Work to complete
Nothing except the pictures should be left out when you reproduce the listing exactly.

***** Input for this task *****

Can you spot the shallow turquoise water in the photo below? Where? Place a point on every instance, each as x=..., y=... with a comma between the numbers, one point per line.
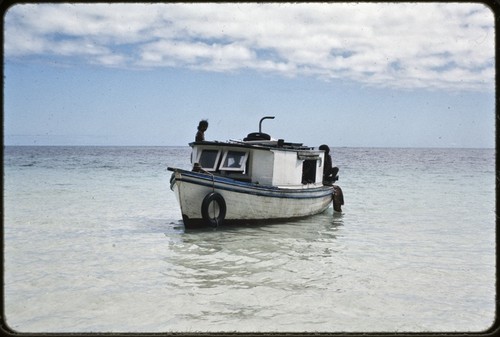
x=93, y=241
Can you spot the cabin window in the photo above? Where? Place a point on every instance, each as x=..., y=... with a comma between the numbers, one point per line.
x=234, y=161
x=309, y=172
x=209, y=159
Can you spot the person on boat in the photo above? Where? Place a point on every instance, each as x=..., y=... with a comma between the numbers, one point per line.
x=202, y=127
x=329, y=171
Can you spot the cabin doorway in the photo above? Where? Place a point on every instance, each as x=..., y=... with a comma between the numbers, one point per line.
x=309, y=172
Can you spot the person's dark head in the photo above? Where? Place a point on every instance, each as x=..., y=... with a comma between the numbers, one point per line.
x=325, y=148
x=203, y=125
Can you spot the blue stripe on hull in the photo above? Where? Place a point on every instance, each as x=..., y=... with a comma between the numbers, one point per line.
x=232, y=185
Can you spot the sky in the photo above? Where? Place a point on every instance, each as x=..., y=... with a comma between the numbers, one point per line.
x=342, y=74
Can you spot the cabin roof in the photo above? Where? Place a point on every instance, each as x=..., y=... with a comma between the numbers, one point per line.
x=263, y=145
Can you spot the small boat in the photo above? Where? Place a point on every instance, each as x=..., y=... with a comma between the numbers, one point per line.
x=254, y=179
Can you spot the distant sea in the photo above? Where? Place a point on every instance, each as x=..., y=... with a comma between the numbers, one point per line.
x=94, y=242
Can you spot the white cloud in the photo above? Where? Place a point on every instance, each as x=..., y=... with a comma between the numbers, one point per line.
x=444, y=46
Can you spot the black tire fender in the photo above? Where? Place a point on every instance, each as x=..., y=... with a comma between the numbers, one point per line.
x=207, y=218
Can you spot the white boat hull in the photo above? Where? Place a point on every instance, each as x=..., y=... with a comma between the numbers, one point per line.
x=246, y=201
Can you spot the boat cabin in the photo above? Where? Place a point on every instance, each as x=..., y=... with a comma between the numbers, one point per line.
x=264, y=162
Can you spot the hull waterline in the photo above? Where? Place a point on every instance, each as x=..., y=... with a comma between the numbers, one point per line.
x=243, y=201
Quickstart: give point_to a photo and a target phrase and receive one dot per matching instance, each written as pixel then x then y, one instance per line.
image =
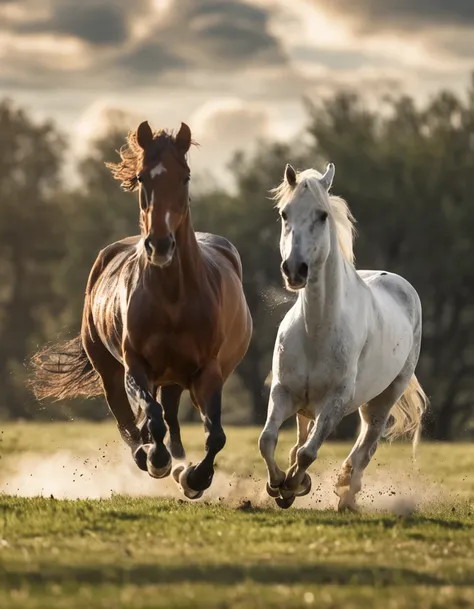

*****

Exercise response
Can you spot the shallow turquoise water in the photo below? Where? Place a point on every instance, each as x=..., y=... with a comma between the numbers, one point per line.
x=93, y=241
Can you spot the cabin window in the photo above? Where? Place a point on every instance, each as x=..., y=... with a comma between the numbers, one point per line.
x=234, y=161
x=309, y=172
x=209, y=159
Can you spot the person on boat in the photo above? Where? Place a point on every instance, each as x=..., y=... with a comma between the numbers, one point per line.
x=202, y=127
x=329, y=171
Can you spot the cabin doorway in the photo above? Where? Place a point on every instance, each as x=..., y=... with a comma between the numbers, one point per line.
x=309, y=172
Can you spot the person's dark head in the photo above? Where? Place a point on every instance, each as x=..., y=... with a comma between the numbers, one point per line.
x=325, y=148
x=203, y=125
Can you spot the blue stripe on hull in the photo above? Where? Place a point on every instance, each as x=..., y=... with a comma between the numbers, one point per line.
x=232, y=185
Can you spot the sky in the photo above? Where? Place a point on every instance, each as x=..., y=... with a comma between the numbers, one point per line.
x=342, y=74
Can you spot the cabin roof in the photo above? Where? Place a point on every instance, each as x=..., y=... with a comma between the numbers, one point per line.
x=263, y=145
Can you spot the small boat in the photo above? Where? Place a point on every instance, each as x=..., y=... with a comma between the numbers, one point per line.
x=254, y=179
Can you spot the distant sea in the photo above? Where? Place a point on every instance, each as x=..., y=... with a comma between the numbers, one point per line.
x=94, y=242
Can you spot the white cloud in the photo above? Where? Place a point on every instance, each as x=..., y=... with a comma between the numbers, one point per line.
x=444, y=46
Can you spot the black tire fender in the photo above? Where? Place a point on every instance, each as x=..., y=... with a comma between the numbers, one point per line.
x=207, y=218
Can you spot the white boat hull in the photo above? Where? Place a point on every instance, each as x=..., y=... with a comma between the numbers, one point per line.
x=246, y=201
Can you spot the boat cabin in the photo above? Where? Place a point on every instance, each as x=..., y=... with a comma between the numbers, one point per line.
x=264, y=162
Can you spot the hull waterline in the photo above? Where? Place a point on every instance, each as x=..., y=... with a comma between the numbers, one point per line.
x=243, y=201
Quickstart: give point_to a photo and a target phrase and receive one dot per matching instance, each written as pixel then x then y, one instance per line.
image =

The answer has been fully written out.